**TEXT BLOCK:**
————
From: Phil Latio on
A local hosting this week were "giving away" some of their old equipment on
the proviso you made a donation to their chosen charity so I went along and
grabbed an oldish U1 rack mountable server case. Not knowing the company
even existed despite being local to me, I had a chat with them and found out
their core business is the virtual server market. Being a rather nosey
though somewhat uneducated individual, I have since been looking at this
particular market and discovered the VMWare website to investigate exactly
how this virtual server thingy works.

There seems to be a number of very similar products including a free one
called VMware Server http://www.vmware.com/products/server/features.html so
I am curious to which product they and other companies offering virtual
servers are using? This free one on reading some of the documentation
appears to have all the functionality required to run virtual servers though
perhaps I have not understood this technology correctly.

Cheers

Phil






From: Ian Rawlings on
On 2007-02-17, Phil Latio <phil.latio(a)f-in-stupid.co.uk> wrote:

> I am curious to which product they and other companies offering virtual
> servers are using? This free one on reading some of the documentation
> appears to have all the functionality required to run virtual servers though
> perhaps I have not understood this technology correctly.

VMWare Server is enough but lacks some features that make management
easier, for example multiple snapshots and virtual server migration.
————
**Data excerpts:**
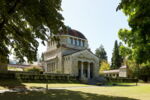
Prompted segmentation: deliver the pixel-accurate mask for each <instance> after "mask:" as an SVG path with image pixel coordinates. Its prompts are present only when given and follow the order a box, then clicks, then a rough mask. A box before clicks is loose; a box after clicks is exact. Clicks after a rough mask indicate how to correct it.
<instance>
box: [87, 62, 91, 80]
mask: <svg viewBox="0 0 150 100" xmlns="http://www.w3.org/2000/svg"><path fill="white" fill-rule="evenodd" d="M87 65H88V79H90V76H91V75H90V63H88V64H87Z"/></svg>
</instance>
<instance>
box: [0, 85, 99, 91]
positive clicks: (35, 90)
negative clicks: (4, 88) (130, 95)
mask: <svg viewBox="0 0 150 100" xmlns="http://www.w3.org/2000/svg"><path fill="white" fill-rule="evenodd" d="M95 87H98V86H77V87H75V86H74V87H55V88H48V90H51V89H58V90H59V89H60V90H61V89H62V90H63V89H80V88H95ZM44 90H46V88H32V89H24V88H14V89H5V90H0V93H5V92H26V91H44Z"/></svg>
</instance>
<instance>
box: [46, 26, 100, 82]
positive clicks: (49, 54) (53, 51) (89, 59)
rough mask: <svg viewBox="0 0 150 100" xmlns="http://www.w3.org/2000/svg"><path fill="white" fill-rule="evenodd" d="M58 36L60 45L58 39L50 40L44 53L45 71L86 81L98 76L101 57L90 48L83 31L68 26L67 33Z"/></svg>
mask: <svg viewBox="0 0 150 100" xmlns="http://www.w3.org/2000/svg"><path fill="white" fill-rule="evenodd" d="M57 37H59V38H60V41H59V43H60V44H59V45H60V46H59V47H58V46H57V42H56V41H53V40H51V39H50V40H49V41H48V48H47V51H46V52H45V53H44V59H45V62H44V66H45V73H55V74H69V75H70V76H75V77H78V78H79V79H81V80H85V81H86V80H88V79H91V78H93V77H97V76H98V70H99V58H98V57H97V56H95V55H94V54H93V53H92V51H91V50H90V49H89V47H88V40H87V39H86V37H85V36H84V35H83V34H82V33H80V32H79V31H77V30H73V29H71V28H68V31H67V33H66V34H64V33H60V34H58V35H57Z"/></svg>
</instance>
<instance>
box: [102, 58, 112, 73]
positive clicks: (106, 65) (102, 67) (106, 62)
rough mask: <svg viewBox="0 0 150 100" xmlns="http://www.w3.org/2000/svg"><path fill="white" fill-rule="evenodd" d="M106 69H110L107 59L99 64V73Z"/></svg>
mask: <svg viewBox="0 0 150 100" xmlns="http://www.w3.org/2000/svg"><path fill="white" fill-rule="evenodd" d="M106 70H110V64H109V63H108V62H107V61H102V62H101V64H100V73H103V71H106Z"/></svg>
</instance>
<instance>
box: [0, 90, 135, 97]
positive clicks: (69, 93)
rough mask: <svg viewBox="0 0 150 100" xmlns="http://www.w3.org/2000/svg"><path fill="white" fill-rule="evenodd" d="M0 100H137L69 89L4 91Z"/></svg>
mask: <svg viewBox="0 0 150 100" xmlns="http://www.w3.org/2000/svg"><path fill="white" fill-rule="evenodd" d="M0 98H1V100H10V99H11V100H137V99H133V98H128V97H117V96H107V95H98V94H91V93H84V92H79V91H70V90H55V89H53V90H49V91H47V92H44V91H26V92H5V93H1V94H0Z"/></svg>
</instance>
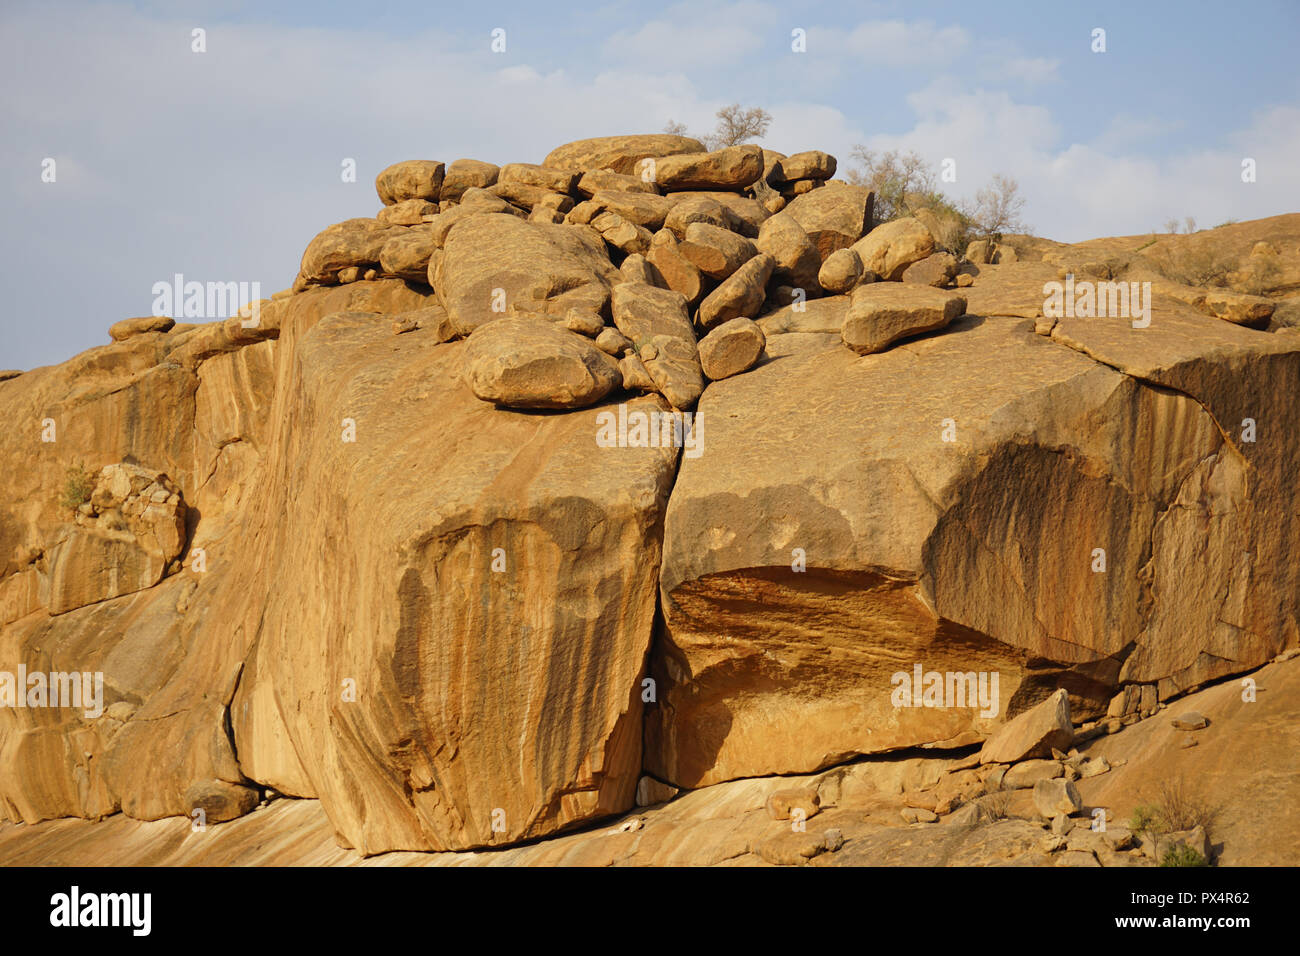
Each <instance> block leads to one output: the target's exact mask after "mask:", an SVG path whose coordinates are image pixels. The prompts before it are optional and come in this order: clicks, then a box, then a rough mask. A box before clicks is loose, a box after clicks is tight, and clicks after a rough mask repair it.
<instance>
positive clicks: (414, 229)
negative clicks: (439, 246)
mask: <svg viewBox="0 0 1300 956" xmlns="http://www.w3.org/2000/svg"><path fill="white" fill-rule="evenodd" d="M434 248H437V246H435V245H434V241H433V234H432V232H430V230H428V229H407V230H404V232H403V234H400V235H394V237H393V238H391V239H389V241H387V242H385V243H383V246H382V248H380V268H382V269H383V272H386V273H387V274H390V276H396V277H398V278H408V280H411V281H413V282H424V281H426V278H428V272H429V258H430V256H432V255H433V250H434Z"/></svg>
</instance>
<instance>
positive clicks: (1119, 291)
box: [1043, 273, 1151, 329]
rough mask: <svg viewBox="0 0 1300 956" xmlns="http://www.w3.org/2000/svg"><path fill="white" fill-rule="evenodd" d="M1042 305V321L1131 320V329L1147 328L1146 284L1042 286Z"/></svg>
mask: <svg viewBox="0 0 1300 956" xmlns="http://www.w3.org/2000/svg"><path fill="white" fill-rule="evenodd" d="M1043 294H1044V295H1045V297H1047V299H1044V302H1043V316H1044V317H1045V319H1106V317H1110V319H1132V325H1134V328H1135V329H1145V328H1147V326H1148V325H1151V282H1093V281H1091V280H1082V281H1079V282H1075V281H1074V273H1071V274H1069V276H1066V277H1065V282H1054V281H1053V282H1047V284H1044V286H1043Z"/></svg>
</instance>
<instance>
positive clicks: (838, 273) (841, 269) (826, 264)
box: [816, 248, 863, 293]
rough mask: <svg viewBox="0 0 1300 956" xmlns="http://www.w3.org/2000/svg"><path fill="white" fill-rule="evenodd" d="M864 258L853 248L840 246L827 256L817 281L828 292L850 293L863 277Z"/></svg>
————
**GOAL OF THE EXERCISE:** Print the part of the thread about virtual servers from "From: Phil Latio" to "server thingy works.", word for word.

**REPLY:**
From: Phil Latio on
A local hosting this week were "giving away" some of their old equipment on
the proviso you made a donation to their chosen charity so I went along and
grabbed an oldish U1 rack mountable server case. Not knowing the company
even existed despite being local to me, I had a chat with them and found out
their core business is the virtual server market. Being a rather nosey
though somewhat uneducated individual, I have since been looking at this
particular market and discovered the VMWare website to investigate exactly
how this virtual server thingy works.